(EXERCISE OBJECTIVE) Pick out every line of the material that contains the string "outer", and copy each of those lines.
-- begin AVAILABLE RECORDS --
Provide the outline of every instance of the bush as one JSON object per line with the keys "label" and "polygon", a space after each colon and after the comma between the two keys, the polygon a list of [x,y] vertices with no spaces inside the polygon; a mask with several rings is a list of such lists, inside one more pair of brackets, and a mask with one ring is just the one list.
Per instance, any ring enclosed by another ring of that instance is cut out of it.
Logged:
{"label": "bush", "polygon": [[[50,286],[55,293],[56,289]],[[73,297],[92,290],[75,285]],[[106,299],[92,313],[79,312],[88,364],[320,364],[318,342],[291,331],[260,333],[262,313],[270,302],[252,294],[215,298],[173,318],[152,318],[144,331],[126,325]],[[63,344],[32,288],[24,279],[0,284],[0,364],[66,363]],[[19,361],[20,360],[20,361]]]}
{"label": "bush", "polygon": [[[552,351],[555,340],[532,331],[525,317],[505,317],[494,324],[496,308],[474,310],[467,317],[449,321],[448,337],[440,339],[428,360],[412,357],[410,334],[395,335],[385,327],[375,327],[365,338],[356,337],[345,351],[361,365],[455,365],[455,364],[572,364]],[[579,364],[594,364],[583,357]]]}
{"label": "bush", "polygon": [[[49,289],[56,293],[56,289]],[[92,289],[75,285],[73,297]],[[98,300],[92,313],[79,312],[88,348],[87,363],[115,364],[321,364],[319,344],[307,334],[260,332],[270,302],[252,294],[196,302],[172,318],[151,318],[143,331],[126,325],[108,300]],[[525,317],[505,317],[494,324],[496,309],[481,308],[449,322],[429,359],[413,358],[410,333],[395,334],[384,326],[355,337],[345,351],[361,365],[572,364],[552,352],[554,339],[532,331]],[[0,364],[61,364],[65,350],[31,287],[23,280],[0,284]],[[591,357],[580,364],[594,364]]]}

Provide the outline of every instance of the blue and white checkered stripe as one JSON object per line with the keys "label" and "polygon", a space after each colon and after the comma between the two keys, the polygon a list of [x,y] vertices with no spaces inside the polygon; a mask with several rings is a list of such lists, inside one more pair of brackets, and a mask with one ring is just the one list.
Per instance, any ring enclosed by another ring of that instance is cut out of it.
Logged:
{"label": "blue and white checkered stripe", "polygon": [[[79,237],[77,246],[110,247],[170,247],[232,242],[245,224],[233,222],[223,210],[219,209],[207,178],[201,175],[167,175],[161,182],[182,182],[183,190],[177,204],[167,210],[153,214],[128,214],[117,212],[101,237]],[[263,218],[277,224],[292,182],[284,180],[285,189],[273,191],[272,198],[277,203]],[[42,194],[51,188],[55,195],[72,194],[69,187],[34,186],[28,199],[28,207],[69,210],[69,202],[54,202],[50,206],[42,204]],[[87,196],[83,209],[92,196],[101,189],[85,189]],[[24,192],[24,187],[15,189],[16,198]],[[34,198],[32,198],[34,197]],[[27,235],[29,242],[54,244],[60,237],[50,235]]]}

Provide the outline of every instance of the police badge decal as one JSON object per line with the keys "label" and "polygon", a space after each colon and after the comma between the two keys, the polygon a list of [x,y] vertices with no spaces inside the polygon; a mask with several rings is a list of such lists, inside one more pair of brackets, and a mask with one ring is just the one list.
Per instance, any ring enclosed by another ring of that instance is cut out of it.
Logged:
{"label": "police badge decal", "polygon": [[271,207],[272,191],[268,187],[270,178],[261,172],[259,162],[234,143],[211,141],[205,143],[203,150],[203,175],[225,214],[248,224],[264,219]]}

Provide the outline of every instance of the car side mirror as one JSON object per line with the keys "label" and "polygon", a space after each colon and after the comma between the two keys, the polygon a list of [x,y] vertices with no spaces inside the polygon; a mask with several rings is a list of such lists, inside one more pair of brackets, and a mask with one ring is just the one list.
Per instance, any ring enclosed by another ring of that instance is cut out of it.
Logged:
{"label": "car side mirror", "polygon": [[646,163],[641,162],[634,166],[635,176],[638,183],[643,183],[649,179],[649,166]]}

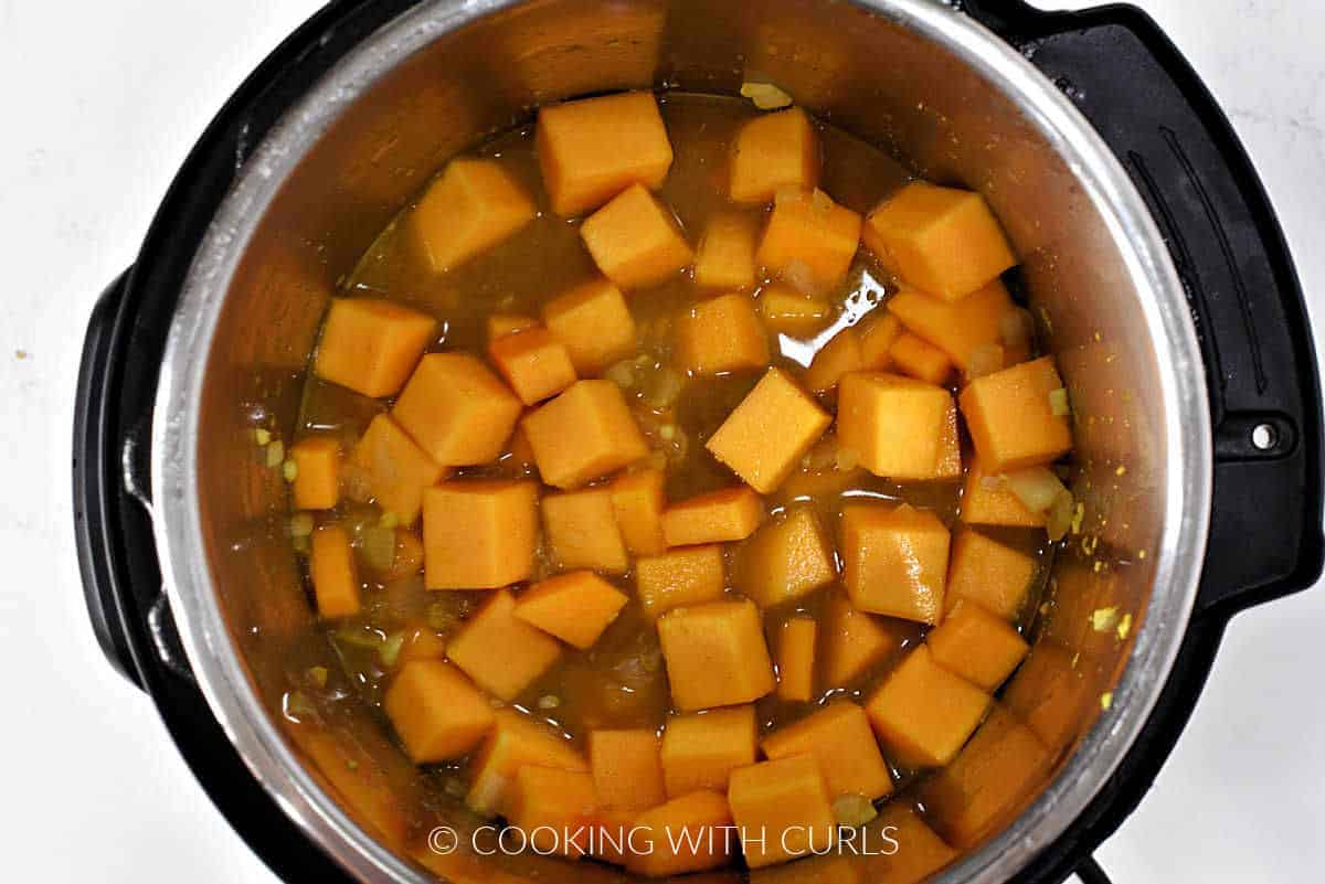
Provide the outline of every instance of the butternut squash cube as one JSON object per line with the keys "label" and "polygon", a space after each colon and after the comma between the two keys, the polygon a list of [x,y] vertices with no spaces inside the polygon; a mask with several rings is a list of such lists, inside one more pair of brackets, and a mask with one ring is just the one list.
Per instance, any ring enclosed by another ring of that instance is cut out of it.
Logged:
{"label": "butternut squash cube", "polygon": [[543,187],[556,214],[595,209],[631,187],[662,185],[672,142],[651,93],[586,98],[538,110]]}
{"label": "butternut squash cube", "polygon": [[811,756],[828,790],[828,799],[863,795],[873,801],[890,795],[888,772],[865,711],[851,700],[835,700],[807,719],[774,730],[763,740],[768,758]]}
{"label": "butternut squash cube", "polygon": [[746,295],[702,300],[677,318],[677,368],[713,377],[768,365],[768,337]]}
{"label": "butternut squash cube", "polygon": [[612,482],[612,509],[621,540],[633,556],[666,552],[662,511],[666,508],[666,474],[659,468],[627,472]]}
{"label": "butternut squash cube", "polygon": [[913,181],[871,213],[865,245],[910,285],[958,300],[1016,266],[984,197]]}
{"label": "butternut squash cube", "polygon": [[428,589],[496,589],[534,573],[538,486],[466,479],[423,492]]}
{"label": "butternut squash cube", "polygon": [[719,868],[735,854],[726,795],[694,791],[635,818],[625,868],[670,877]]}
{"label": "butternut squash cube", "polygon": [[515,617],[580,650],[594,646],[629,601],[590,570],[539,581],[515,601]]}
{"label": "butternut squash cube", "polygon": [[359,570],[354,564],[350,535],[341,525],[323,525],[313,532],[309,578],[318,602],[318,617],[337,619],[359,613]]}
{"label": "butternut squash cube", "polygon": [[841,512],[843,582],[863,611],[918,623],[943,618],[947,527],[928,509],[851,503]]}
{"label": "butternut squash cube", "polygon": [[294,461],[294,506],[333,509],[341,502],[341,443],[329,435],[310,435],[290,446]]}
{"label": "butternut squash cube", "polygon": [[754,707],[676,715],[662,729],[662,779],[666,794],[727,790],[731,772],[753,765],[759,753]]}
{"label": "butternut squash cube", "polygon": [[405,220],[433,273],[445,273],[534,220],[534,200],[497,160],[460,157],[428,185]]}
{"label": "butternut squash cube", "polygon": [[416,310],[379,298],[334,298],[313,373],[363,396],[395,396],[436,335],[437,320]]}
{"label": "butternut squash cube", "polygon": [[856,372],[844,376],[837,390],[837,441],[877,476],[931,480],[941,472],[941,455],[955,447],[951,410],[953,396],[942,386]]}
{"label": "butternut squash cube", "polygon": [[378,506],[396,513],[405,525],[419,517],[423,490],[447,475],[447,470],[433,463],[387,414],[372,418],[354,446],[350,462],[367,475]]}
{"label": "butternut squash cube", "polygon": [[488,697],[443,660],[407,663],[391,682],[382,708],[416,765],[458,758],[493,727]]}
{"label": "butternut squash cube", "polygon": [[[986,476],[990,482],[984,480]],[[979,458],[974,458],[966,471],[961,519],[970,525],[1044,527],[1044,513],[1027,509],[1006,483],[984,472]]]}
{"label": "butternut squash cube", "polygon": [[843,375],[859,372],[865,367],[865,356],[860,347],[860,332],[852,327],[843,328],[823,345],[810,368],[806,369],[806,386],[815,393],[827,393],[837,386]]}
{"label": "butternut squash cube", "polygon": [[588,773],[533,765],[515,770],[506,817],[541,855],[583,856],[596,813],[598,793]]}
{"label": "butternut squash cube", "polygon": [[523,421],[543,482],[576,488],[649,453],[621,389],[612,381],[578,381]]}
{"label": "butternut squash cube", "polygon": [[914,288],[902,288],[888,299],[890,315],[962,369],[970,365],[971,352],[978,347],[1003,343],[1003,318],[1014,310],[1016,304],[1000,279],[961,300],[933,298]]}
{"label": "butternut squash cube", "polygon": [[757,531],[737,552],[734,573],[737,589],[765,609],[808,596],[837,577],[832,545],[807,506]]}
{"label": "butternut squash cube", "polygon": [[754,245],[759,221],[753,214],[719,212],[709,218],[694,257],[694,282],[705,288],[753,288]]}
{"label": "butternut squash cube", "polygon": [[1061,388],[1052,356],[966,385],[958,401],[986,470],[1024,470],[1052,463],[1072,450],[1072,427],[1049,405],[1049,393]]}
{"label": "butternut squash cube", "polygon": [[942,768],[975,732],[992,699],[920,644],[865,701],[874,733],[908,768]]}
{"label": "butternut squash cube", "polygon": [[526,328],[489,341],[488,355],[525,405],[556,396],[579,380],[571,353],[546,328]]}
{"label": "butternut squash cube", "polygon": [[926,642],[935,663],[991,693],[1031,650],[1007,621],[961,599]]}
{"label": "butternut squash cube", "polygon": [[391,417],[444,467],[496,461],[521,401],[469,353],[429,353],[419,363]]}
{"label": "butternut squash cube", "polygon": [[682,712],[750,703],[776,687],[759,609],[749,599],[668,611],[659,639]]}
{"label": "butternut squash cube", "polygon": [[604,278],[571,288],[543,307],[543,324],[566,345],[580,377],[636,351],[635,319],[621,290]]}
{"label": "butternut squash cube", "polygon": [[755,116],[731,146],[731,200],[767,202],[782,188],[819,184],[819,135],[806,111],[788,107]]}
{"label": "butternut squash cube", "polygon": [[635,592],[656,619],[674,607],[712,602],[726,589],[722,547],[686,547],[635,561]]}
{"label": "butternut squash cube", "polygon": [[465,803],[485,817],[506,813],[515,772],[527,766],[588,772],[588,761],[559,733],[523,712],[497,709],[492,730],[470,762]]}
{"label": "butternut squash cube", "polygon": [[845,688],[902,646],[890,621],[855,607],[839,592],[828,596],[823,618],[824,688]]}
{"label": "butternut squash cube", "polygon": [[603,275],[621,288],[660,283],[694,261],[676,216],[640,184],[584,218],[580,238]]}
{"label": "butternut squash cube", "polygon": [[674,503],[662,513],[669,547],[745,540],[763,521],[763,500],[749,486],[721,488]]}
{"label": "butternut squash cube", "polygon": [[547,672],[560,655],[556,639],[515,617],[515,598],[506,589],[493,593],[447,646],[452,663],[506,703]]}
{"label": "butternut squash cube", "polygon": [[603,807],[640,811],[666,801],[662,742],[653,730],[591,730],[588,762]]}
{"label": "butternut squash cube", "polygon": [[810,294],[827,294],[847,278],[860,246],[860,216],[823,191],[779,193],[755,258]]}
{"label": "butternut squash cube", "polygon": [[625,572],[629,560],[616,527],[610,488],[550,494],[543,498],[542,511],[543,533],[558,568]]}
{"label": "butternut squash cube", "polygon": [[770,368],[705,443],[759,494],[772,494],[832,418],[780,368]]}
{"label": "butternut squash cube", "polygon": [[929,384],[942,384],[953,373],[953,360],[943,351],[910,332],[897,336],[888,356],[898,372]]}
{"label": "butternut squash cube", "polygon": [[837,840],[837,820],[814,756],[790,756],[733,770],[727,803],[741,828],[750,868],[824,854]]}

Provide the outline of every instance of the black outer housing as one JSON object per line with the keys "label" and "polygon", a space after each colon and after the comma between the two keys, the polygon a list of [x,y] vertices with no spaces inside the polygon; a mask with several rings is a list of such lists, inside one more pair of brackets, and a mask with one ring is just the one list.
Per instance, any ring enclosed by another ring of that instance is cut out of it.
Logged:
{"label": "black outer housing", "polygon": [[[262,62],[204,132],[134,267],[87,330],[74,426],[74,512],[85,594],[111,663],[150,693],[208,795],[286,881],[348,877],[284,815],[212,717],[179,651],[147,508],[151,409],[193,249],[246,147],[335,61],[412,0],[330,3]],[[1043,13],[1022,0],[966,12],[1073,97],[1146,197],[1187,287],[1207,365],[1215,503],[1200,593],[1142,734],[1088,809],[1015,880],[1056,884],[1136,809],[1204,685],[1228,619],[1321,572],[1321,400],[1292,258],[1236,135],[1141,11]],[[1251,443],[1268,423],[1276,443]],[[1083,868],[1083,871],[1086,871]]]}

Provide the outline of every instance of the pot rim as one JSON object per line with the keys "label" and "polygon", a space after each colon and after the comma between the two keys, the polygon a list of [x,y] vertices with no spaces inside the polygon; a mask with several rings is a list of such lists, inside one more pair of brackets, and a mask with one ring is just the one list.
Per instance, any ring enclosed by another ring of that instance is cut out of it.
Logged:
{"label": "pot rim", "polygon": [[[1211,504],[1206,375],[1186,295],[1126,172],[1081,112],[1020,53],[942,0],[851,0],[967,64],[1023,112],[1075,171],[1137,285],[1161,373],[1166,461],[1154,586],[1112,708],[1011,824],[942,876],[992,884],[1026,867],[1094,798],[1167,682],[1204,558]],[[295,102],[253,152],[195,253],[162,359],[152,416],[152,523],[163,585],[197,684],[254,778],[327,855],[362,881],[427,881],[355,824],[298,762],[249,682],[208,573],[197,496],[203,381],[231,279],[286,176],[380,77],[443,34],[519,0],[425,0],[374,33]],[[1178,467],[1178,468],[1175,468]]]}

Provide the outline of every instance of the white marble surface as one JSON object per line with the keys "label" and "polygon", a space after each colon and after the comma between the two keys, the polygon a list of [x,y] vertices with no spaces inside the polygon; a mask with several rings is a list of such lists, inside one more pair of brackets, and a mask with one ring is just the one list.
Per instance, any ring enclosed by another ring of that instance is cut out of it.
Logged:
{"label": "white marble surface", "polygon": [[[132,259],[215,109],[317,5],[0,0],[7,880],[273,881],[211,807],[151,704],[101,659],[73,557],[69,435],[94,298]],[[1325,340],[1325,7],[1142,5],[1206,77],[1259,163]],[[1101,852],[1116,881],[1322,879],[1322,627],[1325,589],[1232,625],[1174,758]]]}

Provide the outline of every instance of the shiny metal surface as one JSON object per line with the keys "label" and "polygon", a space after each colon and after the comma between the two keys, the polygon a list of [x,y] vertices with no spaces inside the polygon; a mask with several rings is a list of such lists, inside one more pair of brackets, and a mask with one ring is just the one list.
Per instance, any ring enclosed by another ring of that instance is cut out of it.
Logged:
{"label": "shiny metal surface", "polygon": [[[1073,724],[1052,781],[942,880],[1000,881],[1023,867],[1109,777],[1165,682],[1210,508],[1204,375],[1159,234],[1068,98],[937,0],[421,3],[344,58],[244,165],[174,319],[152,438],[158,549],[199,683],[254,775],[364,881],[427,876],[347,815],[274,723],[282,660],[313,621],[253,420],[293,426],[337,279],[449,155],[542,101],[734,91],[746,77],[986,193],[1076,405],[1075,488],[1089,506],[1055,570],[1037,654],[1079,659],[1089,691],[1051,711]],[[1090,626],[1110,606],[1134,615],[1126,637]]]}

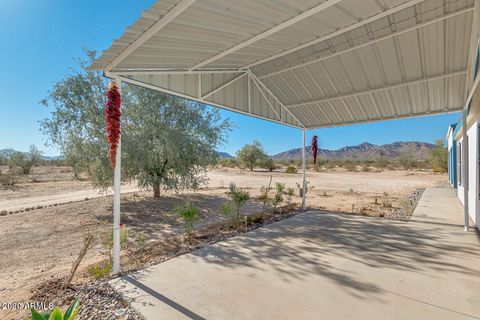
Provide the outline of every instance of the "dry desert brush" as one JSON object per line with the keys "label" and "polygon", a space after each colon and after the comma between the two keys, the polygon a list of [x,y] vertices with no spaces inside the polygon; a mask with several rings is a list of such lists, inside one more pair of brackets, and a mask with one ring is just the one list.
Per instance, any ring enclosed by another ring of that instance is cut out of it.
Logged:
{"label": "dry desert brush", "polygon": [[240,217],[240,208],[250,199],[250,193],[238,188],[235,183],[230,183],[228,195],[235,204],[237,211],[235,213],[235,221]]}
{"label": "dry desert brush", "polygon": [[185,238],[188,243],[191,243],[193,224],[198,220],[200,210],[194,203],[187,201],[183,205],[176,206],[173,211],[182,219]]}

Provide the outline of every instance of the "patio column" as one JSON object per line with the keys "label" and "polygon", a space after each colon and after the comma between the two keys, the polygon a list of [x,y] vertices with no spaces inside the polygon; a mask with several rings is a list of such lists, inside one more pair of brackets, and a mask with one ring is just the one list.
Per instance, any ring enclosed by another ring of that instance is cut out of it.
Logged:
-- end AVAILABLE RECORDS --
(WRITTEN RESPONSE)
Provide the outline of every instance of the black outer housing as one JSON object per line with the keys "label" and "polygon", a space after each colon and after the comma between the two keys, the polygon a list of [x,y] vertices with no spaces inside the polygon; a mask with several rings is a list of such lists, inside one more pair of brackets, and a mask with one ring is just the one list.
{"label": "black outer housing", "polygon": [[[262,62],[204,132],[134,267],[87,330],[74,426],[74,512],[85,594],[111,663],[150,693],[208,795],[286,881],[348,877],[284,815],[212,717],[179,651],[147,508],[151,409],[193,249],[246,147],[335,61],[412,0],[330,3]],[[1043,13],[1022,0],[966,12],[1073,97],[1146,197],[1187,287],[1207,365],[1215,503],[1200,593],[1142,734],[1088,809],[1015,880],[1056,884],[1136,809],[1204,685],[1228,619],[1321,572],[1321,400],[1292,258],[1236,135],[1141,11]],[[1251,443],[1268,423],[1276,443]],[[1083,868],[1083,871],[1086,871]]]}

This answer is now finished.